Problem requirements
Pick up the journal entry about a gratitude list below after its last sentence and carry it forward.

Reading text
- - - - -
A month later, my head is clear, my body feels grounded, I’m awaking from sleep far more refreshed and I’ve been impressed with the amount of motivation I’ve had available to channel into various tasks I’ve needed to get done for a while. I think it’s been the appropriate choice at this point.

I’m now looking forward to the new chapters in my life.

Monday Morning Gratitude List…

Monday, March 20th, 2017

Many years ago when I was first getting clean it was suggested to me that I might make a “Gratitude List” for times I was feeling somewhat negative about things in general. Last night I woke up in the middle of the night with that thought in my mind again. So I suppose it might be meaningful to do so again.

  • I’m MOST grateful for having friends. I mean REAL friends, not the fictional Social Media “friends”; friends who exist in real life, have physicality. I don’t have a lot of friends, I prefer solid, deep friendships to the casual. My friends provide emotional support, love, entertainment and a solid grounding to life. They’re priceless, they are the real wealth and richness in my life.
- - - - -
Extracted data

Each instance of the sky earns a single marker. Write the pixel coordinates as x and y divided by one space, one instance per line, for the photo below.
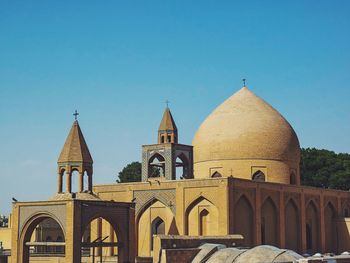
117 62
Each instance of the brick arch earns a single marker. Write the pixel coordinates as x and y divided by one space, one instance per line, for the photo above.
312 226
119 231
244 219
194 202
269 222
27 231
292 225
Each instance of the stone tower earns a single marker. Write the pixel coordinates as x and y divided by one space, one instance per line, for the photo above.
75 156
168 159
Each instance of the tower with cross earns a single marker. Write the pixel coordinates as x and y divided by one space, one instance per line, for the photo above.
167 159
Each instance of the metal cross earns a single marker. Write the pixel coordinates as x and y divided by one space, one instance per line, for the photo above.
76 114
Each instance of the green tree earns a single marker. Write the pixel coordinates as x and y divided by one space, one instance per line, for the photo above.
130 173
326 169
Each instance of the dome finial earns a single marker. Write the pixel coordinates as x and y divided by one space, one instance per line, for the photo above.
75 114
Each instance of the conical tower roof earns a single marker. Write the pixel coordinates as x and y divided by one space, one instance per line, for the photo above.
167 123
75 148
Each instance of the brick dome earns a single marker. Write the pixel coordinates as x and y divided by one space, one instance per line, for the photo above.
245 128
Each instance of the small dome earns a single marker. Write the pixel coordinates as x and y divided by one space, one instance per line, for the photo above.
244 127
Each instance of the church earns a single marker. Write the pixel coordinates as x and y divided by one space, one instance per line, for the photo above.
240 176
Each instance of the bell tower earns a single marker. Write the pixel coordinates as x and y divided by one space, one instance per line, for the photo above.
167 160
75 156
167 131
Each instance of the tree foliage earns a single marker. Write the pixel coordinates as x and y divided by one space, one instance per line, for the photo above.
326 169
130 173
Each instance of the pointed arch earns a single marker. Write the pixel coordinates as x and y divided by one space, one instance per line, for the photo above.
216 174
259 176
269 222
203 222
330 215
244 219
145 218
157 228
182 166
197 221
156 165
312 227
292 225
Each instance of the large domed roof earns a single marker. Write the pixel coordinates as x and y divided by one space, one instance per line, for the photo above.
245 127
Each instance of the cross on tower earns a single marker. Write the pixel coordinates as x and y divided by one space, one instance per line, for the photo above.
76 114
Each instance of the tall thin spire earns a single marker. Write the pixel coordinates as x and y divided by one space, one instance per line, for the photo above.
167 131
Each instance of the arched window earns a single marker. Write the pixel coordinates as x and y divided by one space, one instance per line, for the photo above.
156 166
292 178
308 237
258 176
203 222
216 174
182 167
157 228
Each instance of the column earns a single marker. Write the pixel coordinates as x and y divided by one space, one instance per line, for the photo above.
81 182
59 190
69 182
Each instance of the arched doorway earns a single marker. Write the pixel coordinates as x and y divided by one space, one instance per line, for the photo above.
312 228
157 228
292 226
100 242
41 236
258 176
269 223
156 166
243 220
182 167
155 216
202 218
330 228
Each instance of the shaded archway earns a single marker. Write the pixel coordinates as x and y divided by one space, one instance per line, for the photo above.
312 228
269 223
102 239
182 167
292 226
259 176
292 178
330 228
203 222
201 218
40 228
144 224
157 228
243 220
156 166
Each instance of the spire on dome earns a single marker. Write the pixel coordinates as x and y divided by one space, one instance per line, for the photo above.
75 156
167 131
75 148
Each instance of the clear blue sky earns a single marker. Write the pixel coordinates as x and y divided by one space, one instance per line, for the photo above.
116 62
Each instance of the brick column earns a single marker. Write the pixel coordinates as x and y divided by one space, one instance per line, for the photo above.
322 225
303 223
69 182
59 189
257 216
282 220
81 182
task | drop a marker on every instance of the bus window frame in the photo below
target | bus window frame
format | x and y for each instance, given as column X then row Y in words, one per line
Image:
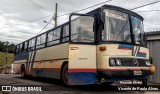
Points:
column 129, row 13
column 70, row 20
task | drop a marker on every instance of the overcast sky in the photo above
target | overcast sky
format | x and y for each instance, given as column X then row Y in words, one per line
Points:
column 16, row 15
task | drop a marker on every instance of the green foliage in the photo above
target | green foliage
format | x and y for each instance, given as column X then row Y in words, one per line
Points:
column 10, row 57
column 6, row 46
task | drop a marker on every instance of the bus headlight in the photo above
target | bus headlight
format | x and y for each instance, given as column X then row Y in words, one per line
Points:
column 118, row 62
column 112, row 62
column 148, row 63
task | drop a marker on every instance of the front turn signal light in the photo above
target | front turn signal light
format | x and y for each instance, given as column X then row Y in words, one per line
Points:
column 102, row 48
column 152, row 69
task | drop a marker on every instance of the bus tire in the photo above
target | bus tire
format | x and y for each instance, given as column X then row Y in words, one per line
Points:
column 107, row 83
column 64, row 74
column 23, row 75
column 144, row 82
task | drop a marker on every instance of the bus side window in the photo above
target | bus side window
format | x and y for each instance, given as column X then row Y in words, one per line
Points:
column 41, row 41
column 17, row 49
column 31, row 44
column 25, row 46
column 54, row 37
column 65, row 37
column 20, row 48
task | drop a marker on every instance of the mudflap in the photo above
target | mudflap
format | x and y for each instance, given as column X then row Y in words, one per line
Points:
column 82, row 64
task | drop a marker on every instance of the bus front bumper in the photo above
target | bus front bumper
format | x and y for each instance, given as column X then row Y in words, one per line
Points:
column 118, row 75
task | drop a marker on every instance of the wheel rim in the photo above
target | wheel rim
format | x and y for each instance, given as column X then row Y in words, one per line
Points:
column 22, row 74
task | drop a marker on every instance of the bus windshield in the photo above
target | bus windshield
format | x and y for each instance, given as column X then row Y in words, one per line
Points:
column 117, row 27
column 138, row 31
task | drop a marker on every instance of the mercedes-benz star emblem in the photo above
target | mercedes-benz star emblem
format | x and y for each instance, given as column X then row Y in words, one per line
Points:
column 135, row 62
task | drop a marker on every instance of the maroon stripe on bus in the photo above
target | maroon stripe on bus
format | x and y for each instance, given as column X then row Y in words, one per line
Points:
column 82, row 70
column 45, row 68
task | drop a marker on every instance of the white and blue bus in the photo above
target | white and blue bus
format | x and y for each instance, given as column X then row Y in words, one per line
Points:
column 107, row 44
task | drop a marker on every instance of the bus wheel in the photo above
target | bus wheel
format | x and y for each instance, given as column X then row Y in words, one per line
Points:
column 64, row 74
column 23, row 71
column 144, row 82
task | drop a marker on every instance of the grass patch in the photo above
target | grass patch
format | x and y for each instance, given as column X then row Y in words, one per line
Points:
column 3, row 58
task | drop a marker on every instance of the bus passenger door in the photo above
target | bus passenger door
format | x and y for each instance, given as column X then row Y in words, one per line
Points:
column 82, row 50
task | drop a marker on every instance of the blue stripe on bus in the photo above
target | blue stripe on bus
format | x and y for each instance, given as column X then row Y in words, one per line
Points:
column 121, row 79
column 81, row 78
column 140, row 54
column 22, row 56
column 126, row 46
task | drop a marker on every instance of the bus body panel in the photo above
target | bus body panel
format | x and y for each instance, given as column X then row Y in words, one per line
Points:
column 48, row 61
column 116, row 73
column 82, row 64
column 19, row 60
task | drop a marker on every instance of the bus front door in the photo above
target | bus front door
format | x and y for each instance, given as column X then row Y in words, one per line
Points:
column 82, row 50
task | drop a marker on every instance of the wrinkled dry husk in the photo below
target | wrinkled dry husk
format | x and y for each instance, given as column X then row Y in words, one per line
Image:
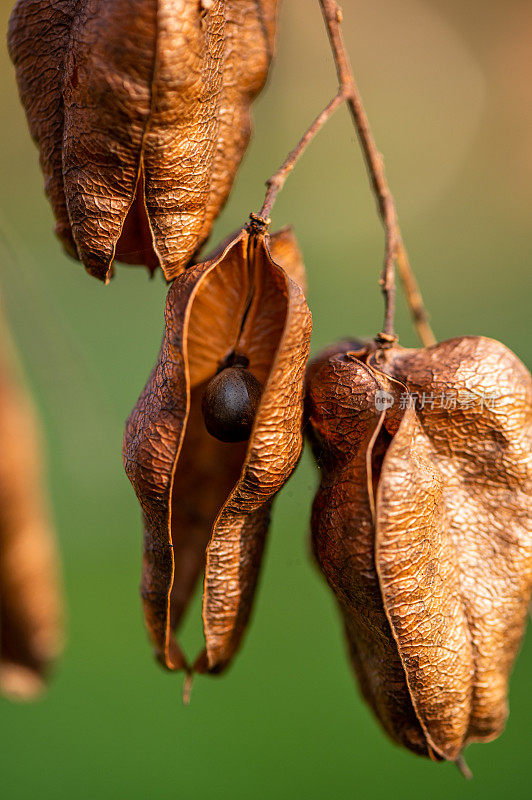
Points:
column 140, row 109
column 206, row 504
column 422, row 527
column 30, row 618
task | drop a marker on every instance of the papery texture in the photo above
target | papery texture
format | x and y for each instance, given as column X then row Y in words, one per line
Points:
column 140, row 109
column 422, row 526
column 206, row 504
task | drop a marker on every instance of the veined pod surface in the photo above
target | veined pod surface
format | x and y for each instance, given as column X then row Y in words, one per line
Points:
column 206, row 503
column 422, row 528
column 141, row 112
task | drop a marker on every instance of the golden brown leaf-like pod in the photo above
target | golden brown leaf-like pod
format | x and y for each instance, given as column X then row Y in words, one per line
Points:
column 140, row 109
column 206, row 503
column 30, row 618
column 422, row 527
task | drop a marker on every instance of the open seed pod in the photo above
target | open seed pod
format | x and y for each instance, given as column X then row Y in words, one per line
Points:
column 206, row 503
column 422, row 527
column 140, row 110
column 30, row 618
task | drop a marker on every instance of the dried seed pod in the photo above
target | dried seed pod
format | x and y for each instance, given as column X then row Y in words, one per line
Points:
column 422, row 528
column 206, row 504
column 30, row 619
column 140, row 110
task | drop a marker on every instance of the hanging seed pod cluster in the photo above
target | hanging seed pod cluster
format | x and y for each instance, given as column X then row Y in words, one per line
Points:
column 422, row 521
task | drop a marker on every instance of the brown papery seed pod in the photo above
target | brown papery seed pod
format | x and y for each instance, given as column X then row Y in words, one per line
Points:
column 422, row 527
column 30, row 615
column 206, row 503
column 140, row 110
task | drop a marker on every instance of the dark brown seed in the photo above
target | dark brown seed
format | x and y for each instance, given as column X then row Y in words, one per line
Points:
column 230, row 402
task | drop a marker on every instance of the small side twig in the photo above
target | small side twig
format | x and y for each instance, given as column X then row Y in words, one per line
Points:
column 394, row 248
column 277, row 181
column 395, row 251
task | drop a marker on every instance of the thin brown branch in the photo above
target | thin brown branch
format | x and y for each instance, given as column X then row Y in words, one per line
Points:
column 394, row 248
column 277, row 181
column 395, row 252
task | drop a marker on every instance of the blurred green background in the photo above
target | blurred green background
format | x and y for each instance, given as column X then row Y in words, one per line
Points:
column 447, row 87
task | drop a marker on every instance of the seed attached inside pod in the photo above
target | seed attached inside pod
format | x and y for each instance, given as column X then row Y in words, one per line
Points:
column 230, row 401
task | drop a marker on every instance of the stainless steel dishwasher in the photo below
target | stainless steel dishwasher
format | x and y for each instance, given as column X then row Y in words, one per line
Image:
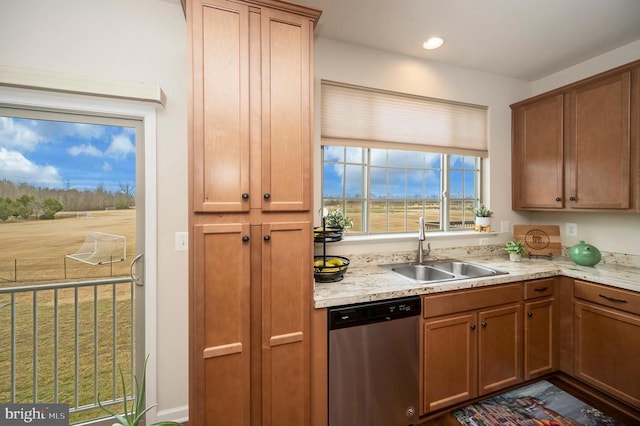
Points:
column 373, row 363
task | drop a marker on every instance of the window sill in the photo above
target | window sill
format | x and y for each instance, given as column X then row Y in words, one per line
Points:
column 429, row 236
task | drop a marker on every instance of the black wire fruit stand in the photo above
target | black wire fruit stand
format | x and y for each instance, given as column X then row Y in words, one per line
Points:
column 328, row 269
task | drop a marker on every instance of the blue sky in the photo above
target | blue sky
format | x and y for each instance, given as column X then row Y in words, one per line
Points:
column 60, row 155
column 395, row 173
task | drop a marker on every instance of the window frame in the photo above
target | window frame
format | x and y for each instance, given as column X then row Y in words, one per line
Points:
column 366, row 200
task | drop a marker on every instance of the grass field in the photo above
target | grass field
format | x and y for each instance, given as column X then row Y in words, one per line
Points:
column 38, row 249
column 34, row 251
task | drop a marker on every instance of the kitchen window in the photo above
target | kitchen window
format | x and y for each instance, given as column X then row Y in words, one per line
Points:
column 389, row 158
column 387, row 190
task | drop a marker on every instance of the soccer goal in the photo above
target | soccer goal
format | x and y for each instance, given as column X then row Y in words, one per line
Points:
column 99, row 248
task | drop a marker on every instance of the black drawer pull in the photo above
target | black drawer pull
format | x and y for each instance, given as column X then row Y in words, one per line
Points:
column 613, row 299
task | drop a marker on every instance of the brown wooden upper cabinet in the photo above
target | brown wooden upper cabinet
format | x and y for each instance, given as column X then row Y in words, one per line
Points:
column 576, row 148
column 251, row 109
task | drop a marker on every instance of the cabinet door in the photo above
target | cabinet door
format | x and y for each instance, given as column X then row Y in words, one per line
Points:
column 600, row 144
column 538, row 338
column 220, row 321
column 286, row 111
column 286, row 303
column 449, row 361
column 220, row 111
column 538, row 161
column 499, row 348
column 607, row 350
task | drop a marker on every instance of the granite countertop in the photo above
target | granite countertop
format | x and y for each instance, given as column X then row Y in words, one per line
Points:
column 369, row 282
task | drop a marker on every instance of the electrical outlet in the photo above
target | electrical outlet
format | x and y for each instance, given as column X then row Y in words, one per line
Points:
column 182, row 241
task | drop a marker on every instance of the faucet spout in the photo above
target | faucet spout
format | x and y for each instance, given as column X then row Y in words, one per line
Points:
column 421, row 238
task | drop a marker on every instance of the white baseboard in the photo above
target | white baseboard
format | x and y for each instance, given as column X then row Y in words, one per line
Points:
column 175, row 414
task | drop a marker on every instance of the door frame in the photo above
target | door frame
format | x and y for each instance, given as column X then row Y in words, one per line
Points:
column 13, row 97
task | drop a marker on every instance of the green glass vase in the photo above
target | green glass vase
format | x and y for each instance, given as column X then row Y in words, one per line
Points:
column 585, row 254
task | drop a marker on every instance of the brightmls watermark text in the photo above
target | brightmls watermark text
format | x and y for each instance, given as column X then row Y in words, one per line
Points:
column 34, row 414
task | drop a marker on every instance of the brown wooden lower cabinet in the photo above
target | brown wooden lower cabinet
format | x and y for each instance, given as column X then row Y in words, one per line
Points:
column 539, row 330
column 473, row 352
column 477, row 342
column 607, row 340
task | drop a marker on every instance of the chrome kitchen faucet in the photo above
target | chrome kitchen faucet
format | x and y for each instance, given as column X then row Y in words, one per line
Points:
column 421, row 237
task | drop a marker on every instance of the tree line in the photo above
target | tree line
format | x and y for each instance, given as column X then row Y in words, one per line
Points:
column 27, row 201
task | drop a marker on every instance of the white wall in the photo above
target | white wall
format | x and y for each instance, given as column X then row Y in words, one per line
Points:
column 363, row 66
column 133, row 41
column 618, row 233
column 348, row 63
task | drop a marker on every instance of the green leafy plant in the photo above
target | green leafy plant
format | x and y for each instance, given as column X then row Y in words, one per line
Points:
column 516, row 247
column 482, row 211
column 138, row 410
column 337, row 219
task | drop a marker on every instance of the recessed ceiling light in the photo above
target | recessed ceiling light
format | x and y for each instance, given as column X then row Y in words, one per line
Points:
column 433, row 43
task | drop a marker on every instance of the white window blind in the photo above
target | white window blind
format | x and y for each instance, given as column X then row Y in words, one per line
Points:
column 362, row 116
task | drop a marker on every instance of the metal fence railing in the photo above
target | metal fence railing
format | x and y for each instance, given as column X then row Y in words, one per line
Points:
column 37, row 269
column 66, row 343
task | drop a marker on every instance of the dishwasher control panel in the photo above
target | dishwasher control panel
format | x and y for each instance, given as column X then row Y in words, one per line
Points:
column 366, row 313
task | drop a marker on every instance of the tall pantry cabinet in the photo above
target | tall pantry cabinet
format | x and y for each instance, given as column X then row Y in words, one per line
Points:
column 251, row 249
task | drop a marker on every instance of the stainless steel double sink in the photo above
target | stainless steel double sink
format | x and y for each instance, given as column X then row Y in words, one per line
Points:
column 441, row 270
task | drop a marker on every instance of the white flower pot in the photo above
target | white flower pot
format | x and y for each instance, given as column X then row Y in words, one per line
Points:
column 483, row 221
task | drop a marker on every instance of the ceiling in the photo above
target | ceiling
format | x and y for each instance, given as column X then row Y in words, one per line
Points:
column 524, row 39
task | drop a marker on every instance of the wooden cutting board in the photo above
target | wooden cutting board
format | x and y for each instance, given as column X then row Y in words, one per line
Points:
column 541, row 240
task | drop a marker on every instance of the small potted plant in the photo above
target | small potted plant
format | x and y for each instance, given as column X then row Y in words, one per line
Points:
column 515, row 249
column 337, row 219
column 134, row 414
column 483, row 217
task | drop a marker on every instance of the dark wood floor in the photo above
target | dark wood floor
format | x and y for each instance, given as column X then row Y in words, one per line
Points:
column 622, row 413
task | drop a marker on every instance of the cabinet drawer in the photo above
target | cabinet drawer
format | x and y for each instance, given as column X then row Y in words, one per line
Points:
column 539, row 288
column 623, row 300
column 468, row 300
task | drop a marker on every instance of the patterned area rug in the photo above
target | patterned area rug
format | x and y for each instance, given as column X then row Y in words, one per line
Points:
column 539, row 404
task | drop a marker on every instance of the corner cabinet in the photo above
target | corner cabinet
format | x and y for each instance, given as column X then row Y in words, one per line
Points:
column 576, row 148
column 607, row 339
column 251, row 249
column 471, row 344
column 539, row 330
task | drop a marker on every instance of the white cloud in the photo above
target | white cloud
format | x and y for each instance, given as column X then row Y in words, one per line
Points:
column 120, row 147
column 17, row 136
column 86, row 149
column 16, row 168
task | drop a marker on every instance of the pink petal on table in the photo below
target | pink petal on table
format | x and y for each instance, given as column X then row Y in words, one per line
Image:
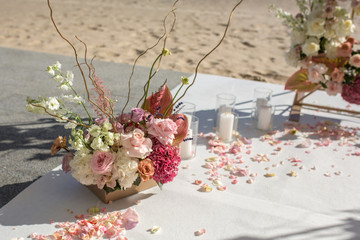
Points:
column 200, row 232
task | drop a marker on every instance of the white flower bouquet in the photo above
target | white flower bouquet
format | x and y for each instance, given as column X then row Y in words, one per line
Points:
column 117, row 151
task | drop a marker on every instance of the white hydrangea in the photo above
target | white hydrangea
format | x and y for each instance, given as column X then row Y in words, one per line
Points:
column 94, row 130
column 98, row 144
column 125, row 169
column 297, row 37
column 53, row 104
column 311, row 47
column 331, row 49
column 316, row 27
column 344, row 27
column 81, row 169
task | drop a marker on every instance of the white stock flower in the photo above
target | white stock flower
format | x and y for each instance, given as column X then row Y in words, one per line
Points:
column 53, row 104
column 316, row 27
column 291, row 58
column 297, row 37
column 69, row 76
column 58, row 78
column 64, row 87
column 125, row 169
column 57, row 65
column 311, row 47
column 50, row 70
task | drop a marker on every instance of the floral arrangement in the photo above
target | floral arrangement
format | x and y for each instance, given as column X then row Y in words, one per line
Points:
column 117, row 151
column 321, row 44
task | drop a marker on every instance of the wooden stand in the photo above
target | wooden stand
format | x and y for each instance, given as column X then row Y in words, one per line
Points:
column 299, row 103
column 115, row 195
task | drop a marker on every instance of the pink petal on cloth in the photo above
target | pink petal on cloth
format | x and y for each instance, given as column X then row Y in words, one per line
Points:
column 131, row 218
column 200, row 232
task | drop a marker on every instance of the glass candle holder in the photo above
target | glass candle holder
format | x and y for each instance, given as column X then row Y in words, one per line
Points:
column 262, row 97
column 188, row 109
column 265, row 117
column 188, row 146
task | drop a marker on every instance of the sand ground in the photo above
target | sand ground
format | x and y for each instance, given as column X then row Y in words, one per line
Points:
column 118, row 30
- - - - -
Response for this exercise
  • I’m grateful for my family. Although clearly as dysfunctional as the best of them, they’re still there for me in the hardest of times, and despite my foibles have learned to take me as I am. My parents have managed to provide me with a solid idea about the profoundness of ethics and values, and that people MATTER. They provided me with a good education and taught me the VALUE of education and knowledge.
  • I AM grateful for living in Australia. Despite my many misgivings about where our country is headed as against many other countries I do believe we still have a chance here to not repeat many of the mistakes that I see other countries making.
  • I’m grateful for my good physical health. I believe having good health is so often taken for granted and it’s only when you know people for whom it can’t be taken for granted and see the devastating impact on their lives that it occurs to you how easy it is to lose it.
  • I’m grateful for a solid education that taught me the value of continually learning.
  • I’m grateful that there are so many people still out there who are willing to stand up and advocate for the weak, disenfranchised and maligned within our world and remind us that there is not justice for all, that there is still much to be done to achieve a better world.
  • I’m grateful for the artists in the world showing us wonderful new ways to see the world around us.
  • I’m grateful for my cats. They keep me sane when no-one else can.

I’m sure there’s more, yet that’s as much as I can see today.

The Dead Marshes…

Tuesday, March 7th, 2017

I can’t say it was a great weekend of activity, although I did help a friend out with something that’s been holding her back from getting a lot of work done. It’s good to know you can help friends and receive the simple joy and satisfaction that comes with that and the recognise the appreciation and thanks.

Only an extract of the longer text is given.